## [Data provided]
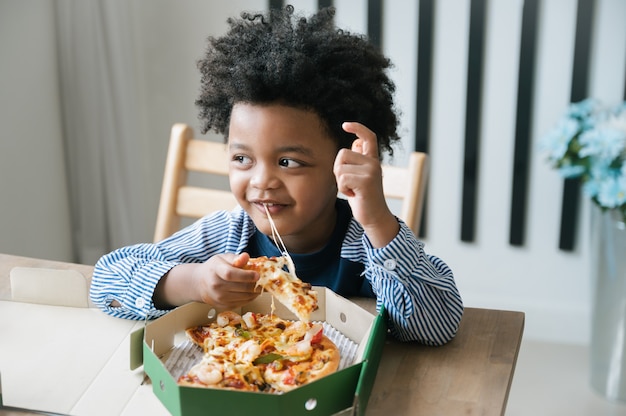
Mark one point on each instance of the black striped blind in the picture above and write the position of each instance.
(472, 118)
(523, 122)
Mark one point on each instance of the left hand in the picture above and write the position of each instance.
(359, 178)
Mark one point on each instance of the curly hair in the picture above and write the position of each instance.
(302, 63)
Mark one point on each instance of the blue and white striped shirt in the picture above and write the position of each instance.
(417, 289)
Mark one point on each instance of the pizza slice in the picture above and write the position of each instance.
(292, 292)
(260, 352)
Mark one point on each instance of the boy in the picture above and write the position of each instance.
(307, 111)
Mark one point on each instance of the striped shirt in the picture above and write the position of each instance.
(417, 290)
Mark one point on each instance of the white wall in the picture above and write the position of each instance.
(551, 286)
(34, 206)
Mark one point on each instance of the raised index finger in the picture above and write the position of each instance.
(366, 142)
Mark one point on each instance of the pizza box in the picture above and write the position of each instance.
(349, 387)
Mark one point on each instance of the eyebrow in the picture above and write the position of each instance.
(283, 149)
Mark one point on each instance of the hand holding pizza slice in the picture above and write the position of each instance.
(292, 292)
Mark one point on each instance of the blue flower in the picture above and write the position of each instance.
(557, 141)
(589, 141)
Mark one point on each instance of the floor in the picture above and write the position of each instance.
(552, 380)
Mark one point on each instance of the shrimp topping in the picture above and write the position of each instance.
(228, 318)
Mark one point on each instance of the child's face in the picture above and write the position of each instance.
(284, 157)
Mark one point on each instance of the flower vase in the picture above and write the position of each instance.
(608, 321)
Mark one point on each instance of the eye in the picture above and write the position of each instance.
(242, 160)
(289, 163)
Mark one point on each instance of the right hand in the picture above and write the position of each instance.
(221, 281)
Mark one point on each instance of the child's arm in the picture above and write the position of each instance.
(220, 281)
(359, 178)
(417, 289)
(145, 280)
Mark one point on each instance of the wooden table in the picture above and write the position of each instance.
(471, 375)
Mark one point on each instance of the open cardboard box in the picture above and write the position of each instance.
(348, 387)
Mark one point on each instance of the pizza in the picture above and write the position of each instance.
(284, 285)
(260, 353)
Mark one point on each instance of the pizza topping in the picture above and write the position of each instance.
(273, 356)
(296, 295)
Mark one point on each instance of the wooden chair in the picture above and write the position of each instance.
(186, 154)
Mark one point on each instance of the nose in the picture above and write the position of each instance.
(263, 177)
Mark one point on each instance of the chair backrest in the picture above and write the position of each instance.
(186, 154)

## [Exercise task]
Render the entire listing above as a JSON array of strings, with one string per line and blank lines omitted. Do not include the picture in the array.

## [Exercise response]
[
  "Mark one point on each instance of the black striped blind in the picture above and write the position of each instance.",
  "(472, 118)",
  "(523, 122)",
  "Mark one point on each instance of the left hand in the picture above and write the position of each instance.",
  "(359, 178)",
  "Mark one point on each instance of the curly hair in the picture above and write the position of each instance.",
  "(302, 63)",
  "Mark one point on each instance of the blue and white striped shirt in the picture above and write the position of each instance.",
  "(417, 289)",
  "Mark one point on each instance of the pizza slice in the picture above and write the position of each instance.",
  "(292, 292)",
  "(260, 352)",
  "Mark one point on each instance of the boy in the picture above and write the position of each instance.",
  "(307, 111)",
  "Mark one point on each instance of the striped shirt in the picture above and write the position of each instance.",
  "(417, 290)",
  "Mark one point on each instance of the white wall in the picture above and write the position of each instance.",
  "(551, 286)",
  "(34, 206)",
  "Mark one point on each instance of the raised index finger in the picture above and write the position of each instance.",
  "(366, 142)",
  "Mark one point on each instance of the pizza box in the picture above and write the position of each instance.",
  "(349, 387)",
  "Mark one point on each instance of the eyebrow in the picture above and write the position of each instance.",
  "(283, 149)",
  "Mark one point on each instance of the hand holding pizza slice in the picture above and write the position of each instance.",
  "(292, 292)",
  "Mark one point on each instance of the blue flower in the picture above and write the position of each instance.",
  "(557, 141)",
  "(589, 141)",
  "Mark one point on each instance of the floor in the picture above and write the position of each instance.",
  "(552, 380)",
  "Mark one point on each instance of the shrimp topping in the picture above and write the position of each instance.",
  "(228, 318)",
  "Mark one point on each instance of the child's face in the picture above and write the position of each instance.",
  "(284, 157)",
  "Mark one point on each instance of the flower vase in the picture above and write the position of each instance.",
  "(608, 321)",
  "Mark one point on each instance of the eye in the picture above and write the position of each instance.",
  "(242, 160)",
  "(289, 163)",
  "Mark one point on each instance of the right hand in the picture above and write the position of each instance.",
  "(221, 281)",
  "Mark one point on each instance of the child's arm in the picture above and write the position of each instance.",
  "(220, 281)",
  "(359, 178)",
  "(417, 289)",
  "(145, 280)",
  "Mark one point on each instance of the wooden table in the picture above and write the position of each instance.",
  "(471, 375)",
  "Mark one point on each instance of the open cardboard box in the picture above and write the position of each instance.",
  "(348, 387)",
  "Mark one point on each instance of the pizza in the picture above and write the position of each instance.",
  "(284, 285)",
  "(260, 353)",
  "Mark one point on each instance of the pizza topping in the picture above and write the position of each instance.",
  "(273, 356)",
  "(296, 295)",
  "Mark one point on each instance of the wooden chair in the picture above and write the position of each instance.",
  "(186, 154)",
  "Mark one point on each instance of the nose in the picture above and write the position of each instance.",
  "(263, 177)",
  "Mark one point on each instance of the chair backrest in the picture above and write the position of each instance.",
  "(186, 154)"
]